Input records:
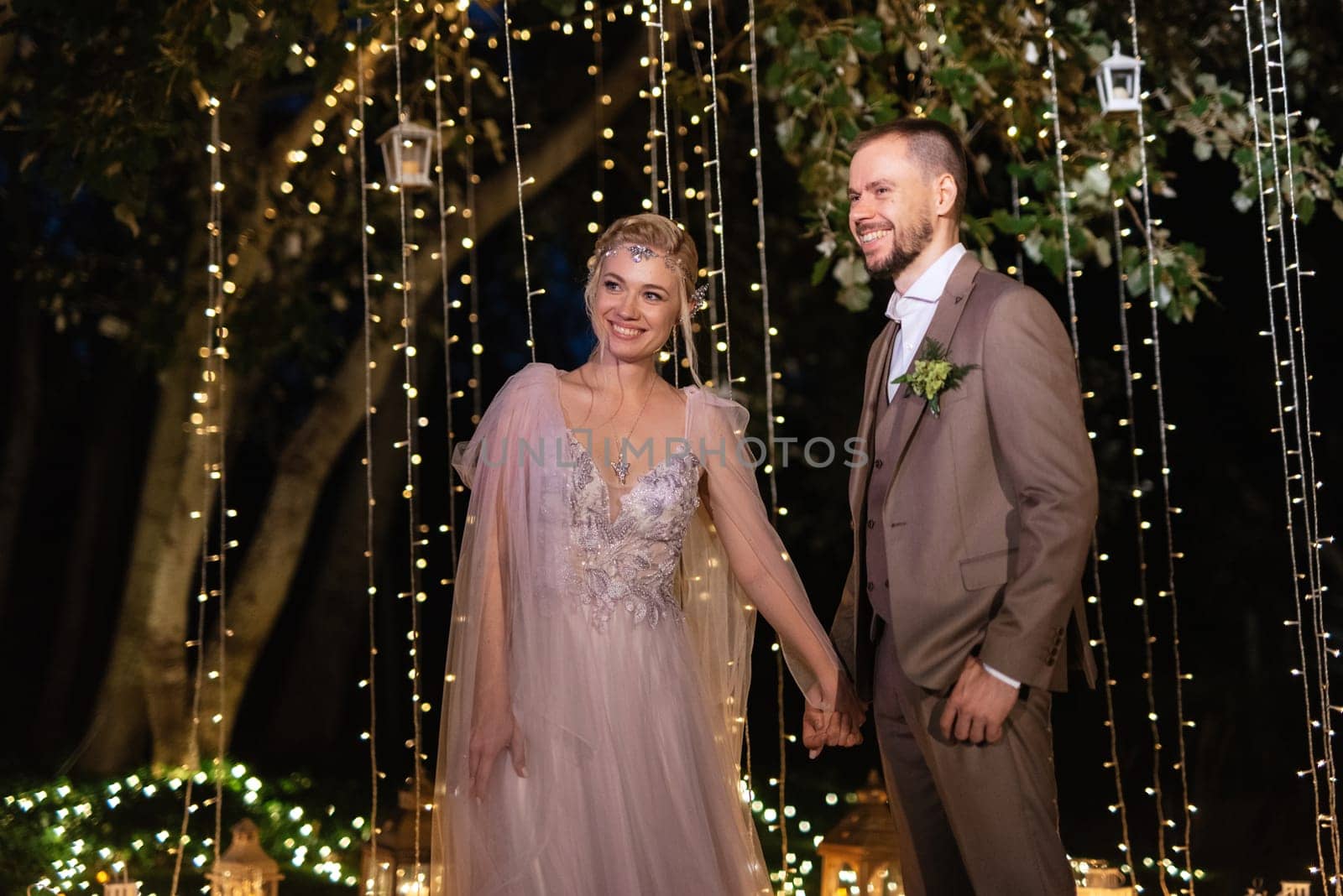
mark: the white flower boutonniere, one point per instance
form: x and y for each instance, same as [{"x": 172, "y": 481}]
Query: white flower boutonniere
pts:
[{"x": 933, "y": 374}]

Aim of the exercise: If an entry above holds a picture, leave that picture out and print the rest exactly.

Answer to this task:
mark: the white flower boutonniere, one point per instance
form: x and y for each instance, same as [{"x": 172, "y": 481}]
Query: white flower boutonniere
pts:
[{"x": 933, "y": 374}]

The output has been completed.